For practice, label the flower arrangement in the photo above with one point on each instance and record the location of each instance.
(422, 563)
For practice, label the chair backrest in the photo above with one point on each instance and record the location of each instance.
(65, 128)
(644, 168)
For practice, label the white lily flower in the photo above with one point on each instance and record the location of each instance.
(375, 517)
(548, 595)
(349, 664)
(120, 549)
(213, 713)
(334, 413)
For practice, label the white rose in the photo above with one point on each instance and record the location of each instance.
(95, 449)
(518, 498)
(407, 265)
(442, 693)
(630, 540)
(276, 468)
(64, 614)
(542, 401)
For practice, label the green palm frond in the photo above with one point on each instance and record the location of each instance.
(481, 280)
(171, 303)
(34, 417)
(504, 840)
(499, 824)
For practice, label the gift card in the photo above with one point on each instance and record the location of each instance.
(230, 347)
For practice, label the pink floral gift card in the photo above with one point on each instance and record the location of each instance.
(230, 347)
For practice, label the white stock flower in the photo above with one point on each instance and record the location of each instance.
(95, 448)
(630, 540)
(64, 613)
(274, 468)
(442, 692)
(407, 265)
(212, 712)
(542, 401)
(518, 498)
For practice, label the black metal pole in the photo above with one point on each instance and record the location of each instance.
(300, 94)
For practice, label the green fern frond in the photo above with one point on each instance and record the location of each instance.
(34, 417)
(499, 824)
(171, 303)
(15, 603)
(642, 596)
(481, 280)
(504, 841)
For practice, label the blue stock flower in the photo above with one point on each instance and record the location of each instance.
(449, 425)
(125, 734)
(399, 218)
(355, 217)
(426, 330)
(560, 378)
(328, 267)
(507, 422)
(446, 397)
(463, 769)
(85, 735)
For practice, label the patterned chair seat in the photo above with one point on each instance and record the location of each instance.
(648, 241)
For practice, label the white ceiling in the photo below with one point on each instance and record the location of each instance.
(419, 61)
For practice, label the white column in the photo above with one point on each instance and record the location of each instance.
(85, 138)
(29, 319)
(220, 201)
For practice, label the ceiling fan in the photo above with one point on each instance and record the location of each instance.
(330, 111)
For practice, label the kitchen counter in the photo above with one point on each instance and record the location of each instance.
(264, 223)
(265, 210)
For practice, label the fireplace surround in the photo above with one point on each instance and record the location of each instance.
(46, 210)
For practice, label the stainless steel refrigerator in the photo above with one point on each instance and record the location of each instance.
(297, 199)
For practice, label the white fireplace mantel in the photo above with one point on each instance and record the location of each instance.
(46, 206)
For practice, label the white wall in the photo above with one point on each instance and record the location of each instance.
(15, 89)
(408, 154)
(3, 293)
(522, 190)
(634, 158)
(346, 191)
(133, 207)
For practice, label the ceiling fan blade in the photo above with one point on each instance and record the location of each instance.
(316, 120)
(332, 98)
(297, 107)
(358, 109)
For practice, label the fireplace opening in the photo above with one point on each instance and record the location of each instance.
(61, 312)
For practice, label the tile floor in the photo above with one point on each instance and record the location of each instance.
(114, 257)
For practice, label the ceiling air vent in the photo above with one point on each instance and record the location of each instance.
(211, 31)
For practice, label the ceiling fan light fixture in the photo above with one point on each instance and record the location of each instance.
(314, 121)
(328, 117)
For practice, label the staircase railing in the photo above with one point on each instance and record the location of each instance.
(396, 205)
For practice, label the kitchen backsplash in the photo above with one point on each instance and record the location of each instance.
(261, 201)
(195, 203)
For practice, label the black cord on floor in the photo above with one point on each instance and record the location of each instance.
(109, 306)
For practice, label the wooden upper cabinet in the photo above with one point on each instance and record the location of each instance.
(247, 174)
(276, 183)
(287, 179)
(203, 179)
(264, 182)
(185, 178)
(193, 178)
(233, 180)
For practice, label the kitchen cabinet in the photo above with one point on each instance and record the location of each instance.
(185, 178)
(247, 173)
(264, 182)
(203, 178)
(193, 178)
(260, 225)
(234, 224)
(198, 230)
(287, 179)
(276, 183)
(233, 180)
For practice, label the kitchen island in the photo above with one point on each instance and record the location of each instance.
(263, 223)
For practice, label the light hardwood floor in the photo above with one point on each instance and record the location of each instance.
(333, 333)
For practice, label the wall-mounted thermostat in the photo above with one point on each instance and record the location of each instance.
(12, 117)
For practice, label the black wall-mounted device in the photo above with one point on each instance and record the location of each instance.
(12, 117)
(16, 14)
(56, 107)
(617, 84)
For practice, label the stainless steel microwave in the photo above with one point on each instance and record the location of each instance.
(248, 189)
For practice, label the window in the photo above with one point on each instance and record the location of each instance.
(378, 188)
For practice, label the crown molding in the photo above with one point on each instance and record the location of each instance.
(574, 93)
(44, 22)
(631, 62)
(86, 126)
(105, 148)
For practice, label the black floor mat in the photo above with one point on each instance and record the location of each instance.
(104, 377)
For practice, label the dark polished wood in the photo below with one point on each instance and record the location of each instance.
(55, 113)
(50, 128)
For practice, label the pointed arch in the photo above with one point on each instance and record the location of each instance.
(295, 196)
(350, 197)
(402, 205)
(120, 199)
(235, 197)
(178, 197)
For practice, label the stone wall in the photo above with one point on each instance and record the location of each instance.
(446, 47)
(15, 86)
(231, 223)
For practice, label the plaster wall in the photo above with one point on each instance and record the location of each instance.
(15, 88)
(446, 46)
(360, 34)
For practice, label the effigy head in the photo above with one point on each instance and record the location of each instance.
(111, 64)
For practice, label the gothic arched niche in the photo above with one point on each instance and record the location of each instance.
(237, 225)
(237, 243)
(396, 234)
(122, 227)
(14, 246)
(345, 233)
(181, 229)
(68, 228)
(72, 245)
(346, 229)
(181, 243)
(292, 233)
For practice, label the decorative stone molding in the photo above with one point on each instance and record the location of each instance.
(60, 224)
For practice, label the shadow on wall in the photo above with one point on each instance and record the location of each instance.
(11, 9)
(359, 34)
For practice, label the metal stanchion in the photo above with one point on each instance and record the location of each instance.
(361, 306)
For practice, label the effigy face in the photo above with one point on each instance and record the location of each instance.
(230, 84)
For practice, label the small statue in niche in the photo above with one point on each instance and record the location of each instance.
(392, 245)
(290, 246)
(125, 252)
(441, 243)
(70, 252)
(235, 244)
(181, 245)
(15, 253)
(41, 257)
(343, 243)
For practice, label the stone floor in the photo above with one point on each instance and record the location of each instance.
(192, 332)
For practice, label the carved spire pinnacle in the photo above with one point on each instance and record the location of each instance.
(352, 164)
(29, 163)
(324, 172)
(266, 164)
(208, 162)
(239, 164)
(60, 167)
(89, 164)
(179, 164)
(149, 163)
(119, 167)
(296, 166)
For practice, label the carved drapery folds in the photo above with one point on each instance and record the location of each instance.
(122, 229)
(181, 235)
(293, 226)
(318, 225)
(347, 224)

· · · ·

* [Aim of the task]:
Could you give all of the material above as a two-column CSV headed request and answer? Use one row for each labeling instruction, put every point listed under it in that row's answer field, enclose each field in double quotes, and turn line breaks into spaces.

* [Output below]:
request,answer
"For practice, label the flower arrangement in the photo above with one point on each instance and record the location of each instance.","(422, 563)"
"For practice, label the chair backrest in the photo above with one point on each instance and record the location of each instance.","(65, 128) (644, 168)"
"For practice, label the white lily flower in the photo above with one point on each instance and record the location of each instance.","(375, 517) (548, 595) (349, 664) (120, 549) (213, 713) (334, 413)"
"For practice, label the white rose in the photo above with one point on each instance and record the location of each instance.","(95, 449) (518, 498) (407, 265) (442, 693) (630, 540) (276, 468) (64, 614) (542, 401)"
"For practice, label the green palm frond in the photo above with one point on each instance and record the location of each instance.","(481, 280) (171, 303) (34, 417) (504, 840) (499, 824)"
"For practice, label the gift card in the photo above with one point on each instance and record the location of each instance.","(230, 347)"
"For practice, label the pink floral gift card in the photo above with one point on each instance and record the location of each instance.","(230, 347)"
"For practice, label the white stock flower in the photo above with one point on each instance and record the location of each instance.","(95, 448) (630, 540) (64, 613) (274, 468) (442, 692) (407, 265) (212, 712) (542, 401) (518, 498)"
"For practice, label the black metal pole in the photo above with one point on each instance and record the location of each instance.","(300, 94)"
"For practice, label the green fern frond in the photo above with one point on each instance and record the location of each instance.","(34, 417) (499, 824) (171, 303) (15, 603) (642, 596) (481, 280) (504, 841)"
"For practice, label the blue stock flower in the photo above with one point on each instance and record the location of each instance.","(449, 425) (125, 734) (399, 218) (355, 217) (426, 330) (560, 378) (328, 267) (507, 422) (446, 397) (463, 769) (85, 735)"
"For practice, label the patterned chair seat in the photo above with one point on each instance and record the location of each instance.","(648, 241)"
"For practice, label the white ceiling in the photo below with one point on each instance and record the location of each instance.","(419, 61)"
"For practice, label the white column in the photo above with one point on each instance and record the location of each instance.","(85, 138) (29, 319) (220, 201)"
"For practice, label the ceiling fan in the photo above with one point on each instance and record the location of each instance.","(330, 111)"
"For practice, label the kitchen counter in the photo above with one point on each instance and record the location of each instance.","(264, 223) (265, 210)"
"For practice, label the fireplace surround in the photo above with one point on each instance and record the location of each instance.","(46, 210)"
"For practice, label the stainless steel refrigerator in the photo above with one point on each instance and record the location of each instance.","(297, 199)"
"For practice, label the white fireplace mantel in the photo above with one point on each instance and record the location of each instance.","(46, 206)"
"For practice, label the white wall in the photo above with one point on each instance and record the location of each instance.","(15, 89) (408, 154) (3, 293) (522, 190) (634, 158) (346, 191) (133, 207)"
"For practice, label the ceiling fan blade in the photo above with one point on each instance and record the location of each instance.","(316, 120) (332, 98) (297, 107) (358, 109)"
"For practice, label the fireplace opening in the photo above with one point on each instance and record the location of each instance.","(61, 312)"
"For practice, label the tile floor in the photo above with one point on each instance and record the location of each instance.","(114, 257)"
"For practice, label the ceiling air vent in the photo above with one point on each instance and record the location of each instance.","(211, 31)"
"For practice, label the ceiling fan light fixture in the photo above with one point on each instance and record the location of each instance.","(314, 121) (328, 117)"
"For practice, label the staircase railing in the photo above with one point on each instance and record the location of each instance.","(396, 205)"
"For practice, label the kitchen backsplash in the photo above with one point on each instance and record the location of each instance.","(261, 201) (195, 203)"
"For practice, label the black cord on floor in the photo above with one point on each instance and record the location of each instance.","(109, 306)"
"For practice, label the wooden upper cabinet in the photo above with one point on each instance and record the location of each instance.","(247, 174) (276, 183) (287, 179) (203, 179) (264, 182) (185, 178) (193, 178) (233, 180)"
"For practice, label the kitchen cabinet in the photo above with one point on each instance and record the location of each instance.","(185, 178) (247, 173) (264, 182) (203, 178) (193, 178) (260, 225) (234, 224) (198, 230) (287, 179) (276, 183) (233, 180)"
"For practice, label the kitchen island in the photo above with one point on each instance and record the location of each instance.","(263, 223)"
"For practice, label the light hardwood floor in the photo above with one point on each instance and record the location of each instance.","(333, 333)"
"For practice, label the wall-mounted thermostat in the photo above with one point on each instance and record the location of each instance.","(12, 117)"
"For practice, label the black wall-mounted device in the photo above with one point on each instance and record the location of each instance.","(12, 117) (16, 14) (56, 107) (617, 84)"
"For practice, label the stainless steel microwave in the photo above with one point on each instance and record the location of each instance.","(248, 189)"
"For practice, label the window in the photo above with one point on each instance and record the location of each instance.","(378, 188)"
"For practice, label the crown molding in the photo above with one point on each instance and record the location of each instance.","(574, 93) (44, 22) (631, 62) (86, 126) (105, 148)"
"For practice, label the black floor mat in the photo above with one point on each instance and record the location of each instance.","(104, 377)"
"For practice, label the dark polished wood in the photo below with one point on each instance and record the location of each instance.","(55, 113) (50, 128)"
"For practice, label the pointed arch in the photo above with one point on each instance and record the location of each instance.","(295, 196) (350, 197) (402, 205) (120, 199) (235, 197) (178, 197)"
"For practice, label the stone wall in the photo above with one point on each instance and record the location of each instance.","(446, 47) (15, 86) (231, 223)"
"For practice, label the plaster wall in the photo above with one point on each instance and record the location of each instance.","(15, 88) (446, 46) (360, 34)"
"For practice, label the effigy head in the photo above with one point on each instance and record the location of each instance.","(111, 64)"
"For practice, label the gothic arched niche in the photo above with one point on each instance and record the location of each instance.","(237, 225) (237, 243) (396, 234) (122, 227) (14, 246) (345, 233) (181, 229) (68, 228) (72, 245) (346, 229) (181, 243) (292, 233)"
"For practice, label the decorative stone molding in the photo above with one point on each instance and record the location of each instance.","(60, 224)"
"For practice, label the shadow on wall in the photo above with one point on each instance and record the location of each instance.","(11, 9) (359, 34)"
"For practice, label the metal stanchion in the photo above with one point on each instance and record the location of each instance.","(361, 306)"
"For practice, label the effigy face in the photo above with one point on each instance and record the location of each instance.","(230, 84)"
"For practice, label the small statue in niche in the photo above with one point on each instance and record the location of each instance.","(392, 245) (290, 246) (125, 252) (441, 243) (70, 252) (235, 244) (181, 245) (15, 253) (41, 257) (343, 243)"
"For practice, label the stone floor in the photo above with one point on each instance and record the location of each instance.","(192, 332)"
"For practice, label the carved spire pinnacle in the photo above with one point on each instance and record the location of each instance.","(352, 164) (29, 163) (324, 172) (266, 164) (208, 162) (239, 164) (60, 167) (89, 164) (179, 164) (149, 163) (119, 167) (296, 166)"
"For practice, label the carved drapery folds in the photo above with one point on each instance and record the location of each instance.","(122, 229) (181, 235) (293, 226) (318, 225) (347, 224)"